• **Supplied passage**:
========================================================================

The Espíritu Santo River, named after the devotion to the Holy Spirit (Espíritu Santo), is one of the main defining hydrological features of the northeastern coastal plains of Puerto Rico. It is also the primary stream that flows through the municipality of Río Grande. The river has its source within the boundaries of barrio Jiménez, very close to the peaks of El Yunque and Mount Britton, from where it flows northward into the Atlantic Ocean.

Some of its tributaries include Quebrada Sonadora, Quebrada Grande, Quebrada Jiménez, Quebrada Juan González, and the Grande River or Río Grande (the namesake of the municipality).

==Ecology==
Along with those found in the Northeast Ecological Corridor, the Espíritu Santo River basin is one of the most exemplary riparian ecosystems of northeastern Puerto Rico. It is home to at least 65 species of birds, 60 species of fish and 14 species of crustaceans. Its estuary is also the spawning ground of fish of crustacean species which are critical to the local fishing communities.

===Environmental protection===
Much of the headwaters and higher elevations along the Espíritu Santo River are protected as part of El Yunque National Forest. These portions of the river are scenic with pools, waterfalls and rapids.

========================================================================

• **Information provided**:
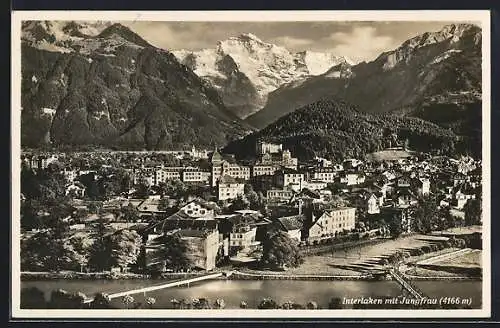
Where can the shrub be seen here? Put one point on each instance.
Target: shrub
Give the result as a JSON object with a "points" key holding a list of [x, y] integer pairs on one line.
{"points": [[101, 301], [335, 303]]}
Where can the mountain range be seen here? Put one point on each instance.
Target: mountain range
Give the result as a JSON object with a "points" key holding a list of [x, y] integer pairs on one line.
{"points": [[245, 69], [102, 84]]}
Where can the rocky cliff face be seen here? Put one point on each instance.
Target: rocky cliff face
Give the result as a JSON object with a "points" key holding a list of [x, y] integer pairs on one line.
{"points": [[245, 69], [438, 65], [102, 84]]}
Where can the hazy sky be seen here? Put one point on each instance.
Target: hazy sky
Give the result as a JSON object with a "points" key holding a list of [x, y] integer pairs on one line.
{"points": [[360, 41]]}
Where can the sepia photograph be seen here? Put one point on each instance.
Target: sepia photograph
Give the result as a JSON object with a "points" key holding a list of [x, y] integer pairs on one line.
{"points": [[219, 164]]}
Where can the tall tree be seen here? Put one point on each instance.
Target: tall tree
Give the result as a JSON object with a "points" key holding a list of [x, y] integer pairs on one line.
{"points": [[100, 255]]}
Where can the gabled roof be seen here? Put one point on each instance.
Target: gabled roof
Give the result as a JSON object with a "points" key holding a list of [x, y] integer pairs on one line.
{"points": [[185, 223]]}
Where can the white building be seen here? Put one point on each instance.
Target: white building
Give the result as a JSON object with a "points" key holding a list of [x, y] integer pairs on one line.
{"points": [[229, 188]]}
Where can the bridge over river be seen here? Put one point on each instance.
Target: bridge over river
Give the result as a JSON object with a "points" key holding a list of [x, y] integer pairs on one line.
{"points": [[162, 286]]}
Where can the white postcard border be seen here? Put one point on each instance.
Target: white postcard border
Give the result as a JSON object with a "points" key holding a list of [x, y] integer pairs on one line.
{"points": [[478, 16]]}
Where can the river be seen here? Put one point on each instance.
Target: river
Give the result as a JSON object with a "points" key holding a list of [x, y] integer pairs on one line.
{"points": [[235, 291]]}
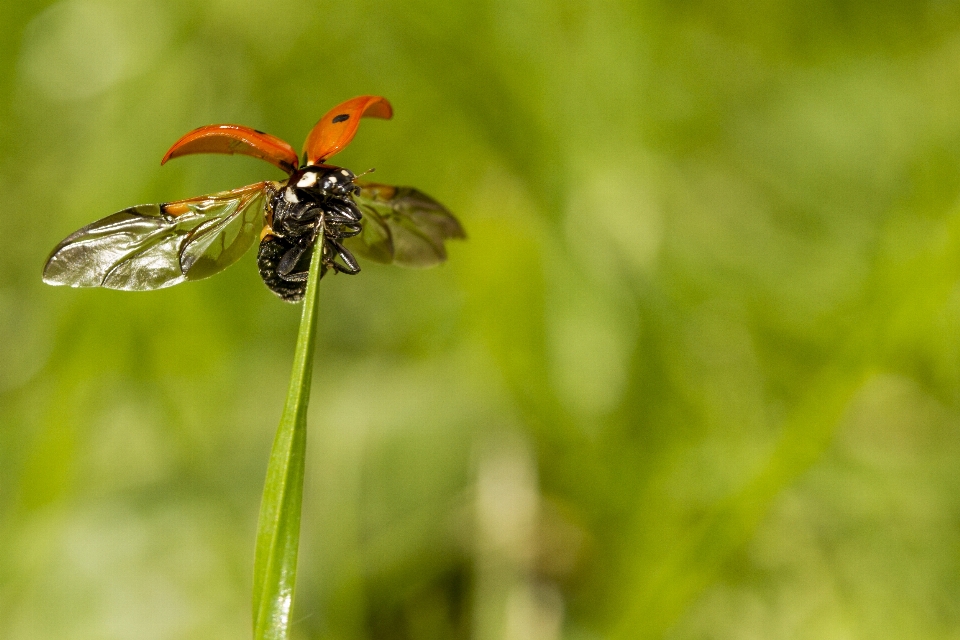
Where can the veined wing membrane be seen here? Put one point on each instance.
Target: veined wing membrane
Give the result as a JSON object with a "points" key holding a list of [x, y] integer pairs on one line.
{"points": [[159, 245], [417, 226]]}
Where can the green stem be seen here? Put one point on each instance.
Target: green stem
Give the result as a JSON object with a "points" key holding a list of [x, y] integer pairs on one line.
{"points": [[278, 532]]}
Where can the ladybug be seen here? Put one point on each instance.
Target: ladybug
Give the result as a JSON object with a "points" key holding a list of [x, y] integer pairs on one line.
{"points": [[154, 246]]}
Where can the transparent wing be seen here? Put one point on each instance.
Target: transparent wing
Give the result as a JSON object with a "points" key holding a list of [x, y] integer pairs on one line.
{"points": [[403, 226], [159, 245]]}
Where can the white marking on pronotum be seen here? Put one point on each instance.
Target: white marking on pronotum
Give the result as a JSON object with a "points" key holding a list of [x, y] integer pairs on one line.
{"points": [[308, 180]]}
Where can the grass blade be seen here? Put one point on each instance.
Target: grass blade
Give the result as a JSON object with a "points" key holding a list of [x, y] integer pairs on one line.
{"points": [[278, 531]]}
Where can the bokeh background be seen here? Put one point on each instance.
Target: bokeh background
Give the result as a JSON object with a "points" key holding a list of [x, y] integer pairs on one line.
{"points": [[694, 374]]}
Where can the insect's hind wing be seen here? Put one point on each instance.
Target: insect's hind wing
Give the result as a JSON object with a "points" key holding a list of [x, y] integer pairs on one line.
{"points": [[417, 225], [159, 245]]}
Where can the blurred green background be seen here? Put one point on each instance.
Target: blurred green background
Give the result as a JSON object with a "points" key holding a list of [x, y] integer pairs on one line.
{"points": [[695, 373]]}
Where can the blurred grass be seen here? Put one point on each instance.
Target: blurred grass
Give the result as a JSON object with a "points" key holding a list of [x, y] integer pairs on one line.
{"points": [[693, 375]]}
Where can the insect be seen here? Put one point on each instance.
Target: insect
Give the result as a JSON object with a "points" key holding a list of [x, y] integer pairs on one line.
{"points": [[159, 245]]}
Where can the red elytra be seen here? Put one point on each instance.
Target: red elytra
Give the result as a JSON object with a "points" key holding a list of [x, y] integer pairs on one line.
{"points": [[328, 137]]}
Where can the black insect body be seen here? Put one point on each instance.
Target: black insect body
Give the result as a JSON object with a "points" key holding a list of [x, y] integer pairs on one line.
{"points": [[315, 202], [154, 246]]}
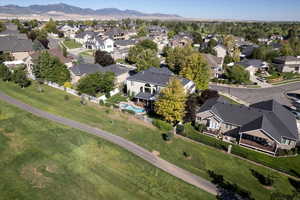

========================================================================

• **Required tasks**:
1. In the passage on the Espíritu Santo River, how many species of birds does the river basin support?
2. Turn the paragraph of the Espíritu Santo River passage that begins "The Espíritu Santo River, named after" into a short bulleted list that keeps its main facts.
3. Pick up the Espíritu Santo River passage after its final sentence and carry it forward.

• **Exercise answers**:
1. At least 65 species of birds.

2.
- Named after the devotion to the Holy Spirit (Espíritu Santo)
- One of the main hydrological features of Puerto Rico's northeastern coastal plains
- Primary stream flowing through the municipality of Río Grande
- Source in barrio Jiménez, near the peaks of El Yunque and Mount Britton
- Flows northward into the Atlantic Ocean

3.
Operated by the Puerto Rico Department of Natural and Environmental Resources (DNER), the Espíritu Santo River Nature Reserve (Reserva Natural Río Espíritu Santo) further extends throughout the subtropical marshy and forested coastal plains of Río Grande along the Espíritu Santo River and its delta ecosystem. The nature reserve also protects the marine environments beyond the river mouth, which are the home of coral reefs, seagrass meadows, and the habitat to endangered aquatic species such as West Indian manatees and leatherback sea turtles.

Despite its protected portions, the ecosystems along the river are often threatened by human development as the coastal areas of its basin are site to numerous resorts and tourist developments.

==Recreation==
Many of the waterfall plunge pools (charcas) along the river are popular for swimming. La Paseadora del Río Espíritu Santo is a famous pontoon boat offering daily tours through the river and its nature reserve. The river remains one of the few navigable streams of its type in Puerto Rico.